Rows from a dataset
----

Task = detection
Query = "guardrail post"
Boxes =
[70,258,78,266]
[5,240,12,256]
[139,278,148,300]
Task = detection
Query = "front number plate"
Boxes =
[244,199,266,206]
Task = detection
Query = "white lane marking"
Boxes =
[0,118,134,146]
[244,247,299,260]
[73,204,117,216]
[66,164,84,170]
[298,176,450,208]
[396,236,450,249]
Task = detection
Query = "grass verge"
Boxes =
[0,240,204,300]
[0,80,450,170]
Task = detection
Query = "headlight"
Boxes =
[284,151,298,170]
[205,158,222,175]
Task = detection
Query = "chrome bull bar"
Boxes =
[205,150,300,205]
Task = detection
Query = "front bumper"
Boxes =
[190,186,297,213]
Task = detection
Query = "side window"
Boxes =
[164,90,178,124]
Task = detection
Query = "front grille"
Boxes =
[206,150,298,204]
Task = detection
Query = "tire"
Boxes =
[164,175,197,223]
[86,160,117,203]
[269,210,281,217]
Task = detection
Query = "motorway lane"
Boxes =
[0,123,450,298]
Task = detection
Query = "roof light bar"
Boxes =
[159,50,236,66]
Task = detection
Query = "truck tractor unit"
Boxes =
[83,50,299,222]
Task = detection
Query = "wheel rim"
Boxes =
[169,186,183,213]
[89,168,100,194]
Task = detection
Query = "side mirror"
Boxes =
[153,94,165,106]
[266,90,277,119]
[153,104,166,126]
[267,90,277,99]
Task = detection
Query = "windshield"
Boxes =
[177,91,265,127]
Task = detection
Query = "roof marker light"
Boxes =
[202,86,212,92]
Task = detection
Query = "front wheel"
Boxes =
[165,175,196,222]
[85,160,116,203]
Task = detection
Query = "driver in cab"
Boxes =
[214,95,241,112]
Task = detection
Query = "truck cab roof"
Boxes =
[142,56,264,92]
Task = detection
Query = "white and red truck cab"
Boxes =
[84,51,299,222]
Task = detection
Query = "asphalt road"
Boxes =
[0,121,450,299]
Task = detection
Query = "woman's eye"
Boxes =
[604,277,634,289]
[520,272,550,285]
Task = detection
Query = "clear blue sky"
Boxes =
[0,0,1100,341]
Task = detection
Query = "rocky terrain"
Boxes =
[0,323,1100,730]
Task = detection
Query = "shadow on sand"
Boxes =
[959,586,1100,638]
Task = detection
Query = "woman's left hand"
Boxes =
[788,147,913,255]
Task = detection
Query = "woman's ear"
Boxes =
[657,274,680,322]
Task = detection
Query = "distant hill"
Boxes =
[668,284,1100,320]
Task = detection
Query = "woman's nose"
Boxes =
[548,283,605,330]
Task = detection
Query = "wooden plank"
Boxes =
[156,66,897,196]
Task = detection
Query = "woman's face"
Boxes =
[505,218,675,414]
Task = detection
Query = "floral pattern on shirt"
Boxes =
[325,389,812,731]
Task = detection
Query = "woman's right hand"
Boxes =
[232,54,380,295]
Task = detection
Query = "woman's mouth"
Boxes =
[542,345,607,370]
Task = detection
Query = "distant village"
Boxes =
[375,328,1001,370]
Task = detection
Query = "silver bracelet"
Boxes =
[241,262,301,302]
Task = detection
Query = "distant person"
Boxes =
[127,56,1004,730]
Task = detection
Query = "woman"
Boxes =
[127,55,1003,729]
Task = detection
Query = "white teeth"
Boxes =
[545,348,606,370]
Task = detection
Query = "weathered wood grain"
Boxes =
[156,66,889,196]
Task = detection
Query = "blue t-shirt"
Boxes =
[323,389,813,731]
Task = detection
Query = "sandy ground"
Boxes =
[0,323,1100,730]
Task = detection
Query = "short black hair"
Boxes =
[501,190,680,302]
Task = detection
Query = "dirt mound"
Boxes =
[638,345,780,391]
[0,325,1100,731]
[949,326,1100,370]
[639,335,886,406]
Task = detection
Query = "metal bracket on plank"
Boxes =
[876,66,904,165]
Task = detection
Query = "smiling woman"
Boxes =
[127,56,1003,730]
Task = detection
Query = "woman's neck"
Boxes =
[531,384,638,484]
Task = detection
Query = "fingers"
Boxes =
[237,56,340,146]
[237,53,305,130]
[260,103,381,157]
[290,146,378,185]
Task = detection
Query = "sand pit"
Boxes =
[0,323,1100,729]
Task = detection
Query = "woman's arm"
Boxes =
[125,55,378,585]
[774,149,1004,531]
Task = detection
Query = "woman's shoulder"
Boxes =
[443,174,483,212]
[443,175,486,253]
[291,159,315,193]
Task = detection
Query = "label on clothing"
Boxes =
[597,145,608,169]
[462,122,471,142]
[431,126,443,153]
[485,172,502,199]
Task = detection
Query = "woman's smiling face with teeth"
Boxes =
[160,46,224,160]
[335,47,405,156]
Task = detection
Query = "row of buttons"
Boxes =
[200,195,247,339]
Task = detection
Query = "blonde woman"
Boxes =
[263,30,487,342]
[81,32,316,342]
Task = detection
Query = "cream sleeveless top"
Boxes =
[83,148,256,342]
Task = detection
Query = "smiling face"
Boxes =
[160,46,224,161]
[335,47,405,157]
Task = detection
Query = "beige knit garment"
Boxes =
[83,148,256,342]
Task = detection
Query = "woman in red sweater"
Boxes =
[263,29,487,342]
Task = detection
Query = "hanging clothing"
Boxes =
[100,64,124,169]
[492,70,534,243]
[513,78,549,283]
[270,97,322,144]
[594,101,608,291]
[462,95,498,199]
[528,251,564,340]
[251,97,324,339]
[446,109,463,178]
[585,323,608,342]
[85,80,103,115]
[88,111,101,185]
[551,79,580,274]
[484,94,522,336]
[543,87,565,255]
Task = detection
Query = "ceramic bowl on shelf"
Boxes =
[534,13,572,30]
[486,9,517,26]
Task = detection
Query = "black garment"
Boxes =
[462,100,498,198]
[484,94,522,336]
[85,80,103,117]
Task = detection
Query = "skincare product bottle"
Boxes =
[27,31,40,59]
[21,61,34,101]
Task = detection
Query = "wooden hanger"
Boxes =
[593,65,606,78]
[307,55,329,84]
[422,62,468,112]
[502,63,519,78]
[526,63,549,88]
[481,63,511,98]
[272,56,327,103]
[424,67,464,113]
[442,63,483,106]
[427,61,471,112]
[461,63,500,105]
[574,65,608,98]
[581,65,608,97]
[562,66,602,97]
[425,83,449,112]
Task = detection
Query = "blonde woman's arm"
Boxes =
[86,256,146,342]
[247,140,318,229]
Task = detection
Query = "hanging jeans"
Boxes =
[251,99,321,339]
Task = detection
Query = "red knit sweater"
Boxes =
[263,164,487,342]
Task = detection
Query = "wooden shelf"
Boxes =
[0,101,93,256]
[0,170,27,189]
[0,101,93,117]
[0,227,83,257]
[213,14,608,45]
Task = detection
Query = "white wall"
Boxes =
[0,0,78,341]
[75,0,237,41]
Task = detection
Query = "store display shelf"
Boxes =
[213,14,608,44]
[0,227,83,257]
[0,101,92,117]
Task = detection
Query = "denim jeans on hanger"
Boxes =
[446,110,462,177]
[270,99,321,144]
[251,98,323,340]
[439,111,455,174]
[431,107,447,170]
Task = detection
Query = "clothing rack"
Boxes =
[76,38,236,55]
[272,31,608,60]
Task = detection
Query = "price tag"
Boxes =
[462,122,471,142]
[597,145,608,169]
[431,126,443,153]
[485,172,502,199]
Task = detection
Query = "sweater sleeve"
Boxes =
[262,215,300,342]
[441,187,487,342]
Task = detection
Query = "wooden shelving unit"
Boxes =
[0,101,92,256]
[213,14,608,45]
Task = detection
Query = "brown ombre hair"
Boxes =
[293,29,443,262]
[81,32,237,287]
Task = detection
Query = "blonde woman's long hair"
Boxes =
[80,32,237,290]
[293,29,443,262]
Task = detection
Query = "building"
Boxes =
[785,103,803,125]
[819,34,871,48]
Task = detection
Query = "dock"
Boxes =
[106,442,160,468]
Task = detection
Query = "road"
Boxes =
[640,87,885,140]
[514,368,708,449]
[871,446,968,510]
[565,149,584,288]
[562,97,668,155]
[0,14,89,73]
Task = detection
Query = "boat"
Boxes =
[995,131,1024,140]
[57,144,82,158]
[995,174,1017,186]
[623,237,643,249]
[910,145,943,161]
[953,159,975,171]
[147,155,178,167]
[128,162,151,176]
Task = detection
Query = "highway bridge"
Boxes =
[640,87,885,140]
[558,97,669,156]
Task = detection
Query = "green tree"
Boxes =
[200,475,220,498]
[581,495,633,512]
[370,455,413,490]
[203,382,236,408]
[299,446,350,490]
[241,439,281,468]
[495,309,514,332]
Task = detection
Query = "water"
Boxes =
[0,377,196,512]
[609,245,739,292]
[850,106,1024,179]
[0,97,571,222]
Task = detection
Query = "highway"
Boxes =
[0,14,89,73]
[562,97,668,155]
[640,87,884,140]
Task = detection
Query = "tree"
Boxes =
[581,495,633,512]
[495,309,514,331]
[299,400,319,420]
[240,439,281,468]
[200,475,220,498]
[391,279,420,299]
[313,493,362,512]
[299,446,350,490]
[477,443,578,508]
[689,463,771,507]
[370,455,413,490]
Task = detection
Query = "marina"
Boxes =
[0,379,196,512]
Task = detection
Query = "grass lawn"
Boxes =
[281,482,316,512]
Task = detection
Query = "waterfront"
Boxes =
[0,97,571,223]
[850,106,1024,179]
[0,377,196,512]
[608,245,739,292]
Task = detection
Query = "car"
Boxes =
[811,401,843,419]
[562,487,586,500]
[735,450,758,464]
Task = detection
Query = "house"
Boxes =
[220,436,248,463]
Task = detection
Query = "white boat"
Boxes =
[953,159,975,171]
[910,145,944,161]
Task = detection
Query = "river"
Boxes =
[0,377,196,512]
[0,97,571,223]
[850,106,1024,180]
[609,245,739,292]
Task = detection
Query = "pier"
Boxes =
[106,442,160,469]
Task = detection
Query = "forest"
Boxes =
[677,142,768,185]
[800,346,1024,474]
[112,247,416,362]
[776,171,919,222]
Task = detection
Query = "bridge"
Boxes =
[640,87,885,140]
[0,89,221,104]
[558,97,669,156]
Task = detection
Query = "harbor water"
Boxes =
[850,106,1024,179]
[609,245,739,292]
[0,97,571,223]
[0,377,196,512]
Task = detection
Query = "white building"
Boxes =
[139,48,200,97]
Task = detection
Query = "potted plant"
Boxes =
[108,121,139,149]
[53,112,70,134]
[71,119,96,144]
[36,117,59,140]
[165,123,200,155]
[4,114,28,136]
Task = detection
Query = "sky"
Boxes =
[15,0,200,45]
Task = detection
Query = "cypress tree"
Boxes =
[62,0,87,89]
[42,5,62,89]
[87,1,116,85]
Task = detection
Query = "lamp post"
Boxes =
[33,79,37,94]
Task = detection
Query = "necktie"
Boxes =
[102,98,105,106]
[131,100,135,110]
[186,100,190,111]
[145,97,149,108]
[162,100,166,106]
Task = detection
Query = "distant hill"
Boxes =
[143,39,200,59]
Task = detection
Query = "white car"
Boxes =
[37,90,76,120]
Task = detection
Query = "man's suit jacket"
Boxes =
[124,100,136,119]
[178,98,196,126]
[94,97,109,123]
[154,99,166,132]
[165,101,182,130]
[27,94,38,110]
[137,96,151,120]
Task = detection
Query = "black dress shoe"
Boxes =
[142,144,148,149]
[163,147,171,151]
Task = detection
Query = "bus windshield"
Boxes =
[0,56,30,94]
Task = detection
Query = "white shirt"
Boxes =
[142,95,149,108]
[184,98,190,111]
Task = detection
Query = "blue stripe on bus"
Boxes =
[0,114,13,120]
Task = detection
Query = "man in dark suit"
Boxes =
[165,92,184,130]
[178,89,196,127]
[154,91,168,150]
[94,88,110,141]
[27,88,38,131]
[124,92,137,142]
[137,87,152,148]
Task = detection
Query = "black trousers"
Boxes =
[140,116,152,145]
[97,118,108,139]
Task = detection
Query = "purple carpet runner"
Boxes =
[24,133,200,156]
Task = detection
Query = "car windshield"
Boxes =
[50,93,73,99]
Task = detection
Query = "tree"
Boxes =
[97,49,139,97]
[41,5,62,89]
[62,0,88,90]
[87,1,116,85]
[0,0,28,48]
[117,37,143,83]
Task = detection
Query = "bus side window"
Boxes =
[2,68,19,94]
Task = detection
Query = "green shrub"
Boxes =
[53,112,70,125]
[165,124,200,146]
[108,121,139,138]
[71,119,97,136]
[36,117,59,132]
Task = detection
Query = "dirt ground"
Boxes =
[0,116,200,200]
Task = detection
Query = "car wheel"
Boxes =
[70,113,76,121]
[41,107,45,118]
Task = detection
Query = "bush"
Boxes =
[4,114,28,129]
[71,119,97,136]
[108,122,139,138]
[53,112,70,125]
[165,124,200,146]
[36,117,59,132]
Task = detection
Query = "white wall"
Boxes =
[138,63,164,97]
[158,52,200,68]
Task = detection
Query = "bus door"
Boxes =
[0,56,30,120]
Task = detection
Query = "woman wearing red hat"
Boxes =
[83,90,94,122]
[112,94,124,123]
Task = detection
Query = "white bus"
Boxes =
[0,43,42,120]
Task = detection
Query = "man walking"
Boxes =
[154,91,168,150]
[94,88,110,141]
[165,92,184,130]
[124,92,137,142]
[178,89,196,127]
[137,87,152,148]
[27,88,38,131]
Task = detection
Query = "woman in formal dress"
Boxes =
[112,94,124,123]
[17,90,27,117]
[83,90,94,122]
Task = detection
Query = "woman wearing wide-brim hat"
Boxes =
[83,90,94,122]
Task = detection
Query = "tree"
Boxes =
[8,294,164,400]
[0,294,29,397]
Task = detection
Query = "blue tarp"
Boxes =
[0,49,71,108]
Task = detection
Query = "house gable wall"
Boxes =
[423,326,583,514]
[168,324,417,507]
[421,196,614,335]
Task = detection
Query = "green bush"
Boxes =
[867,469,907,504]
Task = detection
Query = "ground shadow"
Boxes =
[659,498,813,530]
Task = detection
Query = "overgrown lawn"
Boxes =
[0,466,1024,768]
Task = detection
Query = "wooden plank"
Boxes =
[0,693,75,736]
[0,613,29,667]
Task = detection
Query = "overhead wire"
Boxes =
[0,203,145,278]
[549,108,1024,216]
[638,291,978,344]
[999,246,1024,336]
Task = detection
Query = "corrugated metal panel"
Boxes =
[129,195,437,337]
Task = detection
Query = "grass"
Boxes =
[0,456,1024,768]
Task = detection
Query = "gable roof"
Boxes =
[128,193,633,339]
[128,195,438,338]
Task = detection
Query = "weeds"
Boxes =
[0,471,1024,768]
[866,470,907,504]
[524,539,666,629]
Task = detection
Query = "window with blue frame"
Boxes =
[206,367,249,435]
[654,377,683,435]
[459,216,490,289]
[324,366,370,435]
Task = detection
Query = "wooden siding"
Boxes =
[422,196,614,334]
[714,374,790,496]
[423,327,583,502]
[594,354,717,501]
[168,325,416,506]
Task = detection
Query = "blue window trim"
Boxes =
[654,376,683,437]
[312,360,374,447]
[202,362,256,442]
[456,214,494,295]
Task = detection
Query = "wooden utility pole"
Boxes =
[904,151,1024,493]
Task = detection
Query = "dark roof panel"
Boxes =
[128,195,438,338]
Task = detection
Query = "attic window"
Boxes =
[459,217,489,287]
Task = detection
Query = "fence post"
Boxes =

----

Directions for this task: Put each line from the start of the rows above through the line containing "[159,50,236,66]" into a JSON list of strings, one string per line. Leave out any blank lines.

Result of the exercise:
[
  "Task = detection",
  "Query = \"guardrail post\"",
  "Boxes =",
  "[70,258,78,266]",
  "[5,240,12,256]",
  "[139,278,148,300]",
  "Task = detection",
  "Query = \"front number plate\"",
  "Boxes =",
  "[244,199,266,206]",
  "Task = detection",
  "Query = \"white lane marking\"",
  "Boxes =",
  "[0,118,134,146]",
  "[244,247,299,260]",
  "[73,204,117,216]",
  "[66,164,84,170]",
  "[298,176,450,208]",
  "[396,236,450,249]",
  "Task = detection",
  "Query = \"grass verge\"",
  "Boxes =",
  "[0,240,204,300]",
  "[0,80,450,170]",
  "Task = detection",
  "Query = \"headlight\"",
  "Boxes =",
  "[284,151,298,170]",
  "[205,158,222,175]",
  "Task = detection",
  "Query = \"chrome bull bar\"",
  "Boxes =",
  "[205,150,300,205]",
  "Task = detection",
  "Query = \"front bumper\"",
  "Boxes =",
  "[190,186,297,213]",
  "Task = detection",
  "Query = \"side window\"",
  "Boxes =",
  "[164,90,178,124]",
  "Task = detection",
  "Query = \"front grille\"",
  "Boxes =",
  "[206,150,298,204]",
  "Task = detection",
  "Query = \"tire\"",
  "Boxes =",
  "[164,175,197,223]",
  "[86,160,117,203]",
  "[269,210,281,217]",
  "Task = detection",
  "Query = \"motorway lane\"",
  "Boxes =",
  "[0,123,450,298]",
  "Task = detection",
  "Query = \"roof light bar\"",
  "Boxes =",
  "[159,50,236,66]"
]